Version History

2.2.1

Fix: Join and Union dtype validation now compares _dtypes metadata (user intent) instead of raw numpy dtypes. Since _format_dtype collapses StringDType, <U8, <U12 etc. all to 'str', string columns with different underlying representations no longer reject as mismatched.
Fix: update_dtypes_inplace preserves raw numpy dtypes for casting and maps 'str' label to StringDType(na_object=None) -- explicit update_dtypes_inplace({'x': 'str'}) now converts <U columns to nullable StringDType. Construction preserves the original dtype unchanged.
Fix: Left join null-fill preserves column dtypes -- string columns use StringDType(na_object=None), float columns use NaN, datetime/timedelta columns use NaT. Only int/bool/bytes fall back to object (with a warning). Note: left join results with null-filled string columns carry StringDType(na_object=None), which differs from plain StringDType().
Warn when left join casts a column to object dtype due to unmatched rows

2.2.0

Performance: Add C-accelerated composite_key for single-pass multi-column key encoding -- eliminates Python loop and temporaries
Performance: Add C-accelerated group_indices with O(n) hash-based group construction -- replaces np.unique + argsort + split pipeline
Performance: Add C-accelerated encode_strings with O(n) hash-based string-to-integer encoding -- replaces O(n log n) np.unique; 2-2.5x faster on string-column groupby
Performance: Multi-column GroupBy 1.9x faster (100k 2-col: 8.72 → 4.00 ms; 1M 2-col: 97 → 48 ms)

* DATASET RECORDS *
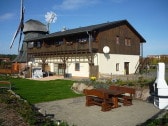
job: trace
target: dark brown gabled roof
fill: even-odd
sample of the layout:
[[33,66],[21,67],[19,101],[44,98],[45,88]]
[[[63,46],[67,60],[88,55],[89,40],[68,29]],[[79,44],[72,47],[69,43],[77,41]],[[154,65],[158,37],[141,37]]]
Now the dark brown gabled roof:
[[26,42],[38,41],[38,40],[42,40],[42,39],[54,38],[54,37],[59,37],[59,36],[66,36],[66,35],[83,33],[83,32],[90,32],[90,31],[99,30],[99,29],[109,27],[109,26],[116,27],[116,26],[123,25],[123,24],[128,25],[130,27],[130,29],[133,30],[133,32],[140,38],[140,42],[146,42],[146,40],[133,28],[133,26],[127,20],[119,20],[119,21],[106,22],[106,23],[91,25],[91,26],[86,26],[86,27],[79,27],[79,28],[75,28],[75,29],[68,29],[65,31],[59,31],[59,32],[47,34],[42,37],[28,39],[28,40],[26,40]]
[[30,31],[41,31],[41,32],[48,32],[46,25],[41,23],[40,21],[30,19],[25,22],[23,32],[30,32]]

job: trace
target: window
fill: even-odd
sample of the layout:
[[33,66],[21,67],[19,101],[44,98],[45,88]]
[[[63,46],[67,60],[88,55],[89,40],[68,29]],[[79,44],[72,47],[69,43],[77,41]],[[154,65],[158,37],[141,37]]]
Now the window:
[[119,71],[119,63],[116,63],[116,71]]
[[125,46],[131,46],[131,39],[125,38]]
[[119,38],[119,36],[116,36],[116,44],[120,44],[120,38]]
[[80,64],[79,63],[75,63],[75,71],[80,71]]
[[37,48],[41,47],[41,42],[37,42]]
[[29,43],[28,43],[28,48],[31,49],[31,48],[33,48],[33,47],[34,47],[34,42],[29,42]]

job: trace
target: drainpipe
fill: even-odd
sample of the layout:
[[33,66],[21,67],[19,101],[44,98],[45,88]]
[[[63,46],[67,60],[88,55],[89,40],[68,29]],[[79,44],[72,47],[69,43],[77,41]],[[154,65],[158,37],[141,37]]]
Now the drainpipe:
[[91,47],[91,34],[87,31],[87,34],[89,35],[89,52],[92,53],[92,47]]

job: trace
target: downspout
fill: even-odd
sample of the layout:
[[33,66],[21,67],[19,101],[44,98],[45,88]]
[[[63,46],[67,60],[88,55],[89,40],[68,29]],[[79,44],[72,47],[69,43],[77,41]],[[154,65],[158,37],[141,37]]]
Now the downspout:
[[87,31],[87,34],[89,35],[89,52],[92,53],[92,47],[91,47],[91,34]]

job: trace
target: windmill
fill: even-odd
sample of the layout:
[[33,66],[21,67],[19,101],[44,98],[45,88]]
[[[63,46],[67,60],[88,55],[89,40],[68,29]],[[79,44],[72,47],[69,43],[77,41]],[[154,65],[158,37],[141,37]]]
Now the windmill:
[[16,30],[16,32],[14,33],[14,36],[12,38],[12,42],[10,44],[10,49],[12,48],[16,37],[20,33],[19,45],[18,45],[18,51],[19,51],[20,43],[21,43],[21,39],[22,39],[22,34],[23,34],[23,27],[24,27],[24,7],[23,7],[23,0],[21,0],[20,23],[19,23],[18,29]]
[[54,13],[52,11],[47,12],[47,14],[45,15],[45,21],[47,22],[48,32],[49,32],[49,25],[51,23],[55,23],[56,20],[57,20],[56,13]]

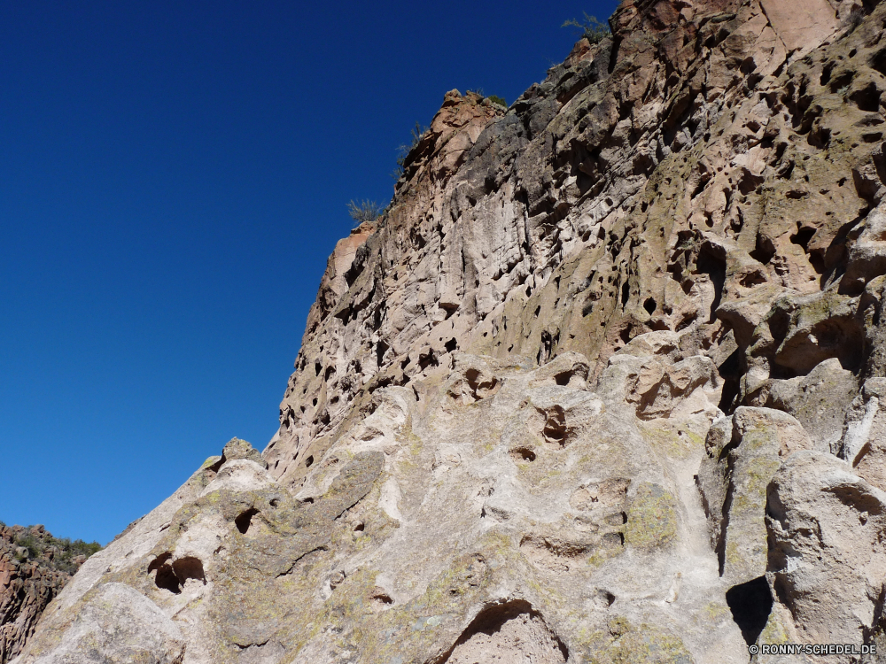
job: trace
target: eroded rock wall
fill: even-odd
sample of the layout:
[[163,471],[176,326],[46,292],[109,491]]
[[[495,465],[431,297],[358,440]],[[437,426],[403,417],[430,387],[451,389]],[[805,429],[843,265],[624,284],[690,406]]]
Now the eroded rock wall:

* WHAT YOU WILL DO *
Name every C-accelerated function that the version history says was added in release 2.2.0. The lines have nothing to do with the work here.

* THE COMPLETED TASK *
composite_key, group_indices, encode_strings